━━━━━ STORED DATA ━━━━━

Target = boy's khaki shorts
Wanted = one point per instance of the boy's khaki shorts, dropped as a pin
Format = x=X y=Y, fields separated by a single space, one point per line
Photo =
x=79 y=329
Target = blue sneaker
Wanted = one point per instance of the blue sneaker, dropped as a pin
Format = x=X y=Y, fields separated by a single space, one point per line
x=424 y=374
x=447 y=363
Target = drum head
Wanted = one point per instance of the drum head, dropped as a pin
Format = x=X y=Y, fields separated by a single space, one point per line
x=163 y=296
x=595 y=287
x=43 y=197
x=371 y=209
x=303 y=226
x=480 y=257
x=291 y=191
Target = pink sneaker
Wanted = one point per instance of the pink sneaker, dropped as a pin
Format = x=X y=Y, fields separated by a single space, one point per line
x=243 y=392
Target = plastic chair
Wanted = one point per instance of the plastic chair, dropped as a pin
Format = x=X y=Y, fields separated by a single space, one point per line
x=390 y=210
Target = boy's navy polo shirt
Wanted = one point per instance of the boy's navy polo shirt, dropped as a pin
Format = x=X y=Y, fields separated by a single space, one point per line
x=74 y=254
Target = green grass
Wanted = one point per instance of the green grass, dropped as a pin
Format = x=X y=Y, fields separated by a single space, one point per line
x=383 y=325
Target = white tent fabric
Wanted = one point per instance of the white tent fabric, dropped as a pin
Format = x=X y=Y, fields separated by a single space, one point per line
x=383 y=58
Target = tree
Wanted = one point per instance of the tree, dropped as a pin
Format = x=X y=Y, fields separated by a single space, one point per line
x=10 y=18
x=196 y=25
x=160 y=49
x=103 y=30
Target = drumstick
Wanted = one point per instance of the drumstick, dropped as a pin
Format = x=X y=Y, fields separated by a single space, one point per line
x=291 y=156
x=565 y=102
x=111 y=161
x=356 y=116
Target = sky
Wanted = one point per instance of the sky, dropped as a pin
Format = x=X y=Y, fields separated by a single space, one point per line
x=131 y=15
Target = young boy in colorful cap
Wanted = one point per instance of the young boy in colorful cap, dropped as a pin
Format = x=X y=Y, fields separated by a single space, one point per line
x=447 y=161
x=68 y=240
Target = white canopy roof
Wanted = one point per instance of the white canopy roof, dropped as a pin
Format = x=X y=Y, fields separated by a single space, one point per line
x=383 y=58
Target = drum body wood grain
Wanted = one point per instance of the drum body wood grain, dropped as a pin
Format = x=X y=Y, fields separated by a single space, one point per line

━━━━━

[REQUIRED WORK] Reproduce each record exactly as written above.

[YOUR RESPONSE]
Target = boy's khaki shorts
Wanted = one point per instance of the boy's khaki shorts, dropped as a pin
Format = x=X y=Y, fields separated by a single space, one point per line
Photo =
x=79 y=329
Target = blue sneaker
Wanted = one point per instance of the blue sneaker, dropped as a pin
Format = x=X y=Y, fields separated by a single space, one point per line
x=424 y=374
x=447 y=363
Target = drum head
Wanted = one point per instance of the drum head, dropped as a pin
Format = x=X y=Y, fields separated by a single space, one point per line
x=163 y=296
x=595 y=287
x=43 y=197
x=371 y=209
x=303 y=226
x=480 y=257
x=291 y=191
Target = pink sneaker
Wanted = one point per instance of the pink sneaker, dropped as a pin
Format = x=X y=Y, fields separated by a single space, one point per line
x=243 y=392
Target = plastic chair
Wanted = one point per instance of the plastic chair, dropped as a pin
Format = x=X y=Y, fields separated by a single space, one point per line
x=390 y=210
Target = boy's navy polo shirt
Wanted = one point per instance of the boy's navy polo shirt, dropped as a pin
Format = x=X y=Y, fields separated by a single space, one point per line
x=74 y=254
Target = green grass
Wanted = one point per instance of the green grass, dropped as a pin
Format = x=X y=Y, fields separated by a single space, one point per line
x=383 y=325
Target = white tent fabric
Wanted = one point per instance of the white tent fabric, dropped as a pin
Format = x=X y=Y, fields separated by a single space, one point per line
x=383 y=58
Target = tree
Wanted = one point per instance of the tree, dropped as a pin
Format = x=X y=Y, fields separated by a single space, one point per line
x=10 y=18
x=196 y=25
x=160 y=49
x=103 y=30
Target = drumstick
Wanted = one point per instance of the drumstick, dropped as a pin
Format = x=X y=Y, fields separated by a single space, one point per line
x=291 y=156
x=565 y=102
x=111 y=161
x=356 y=116
Target = sky
Wanted = one point per instance of the sky, dropped as a pin
Format = x=X y=Y, fields separated by a single space, one point per line
x=131 y=15
Target = young boy in colorful cap
Wanted = one point per instance of the young boy in colorful cap, dropped as a pin
Format = x=X y=Y, fields separated by a single space, one point per line
x=447 y=161
x=68 y=240
Target = white canopy roof
Wanted = one point per instance of the white canopy roof, dropped as a pin
Format = x=X y=Y, fields separated by a single space, one point per line
x=383 y=58
Target = drum body wood grain
Wanted = one point per instance of the drum body wood grain, dropped as a pin
Format = x=X y=Y, fields separated by a single space, one point per line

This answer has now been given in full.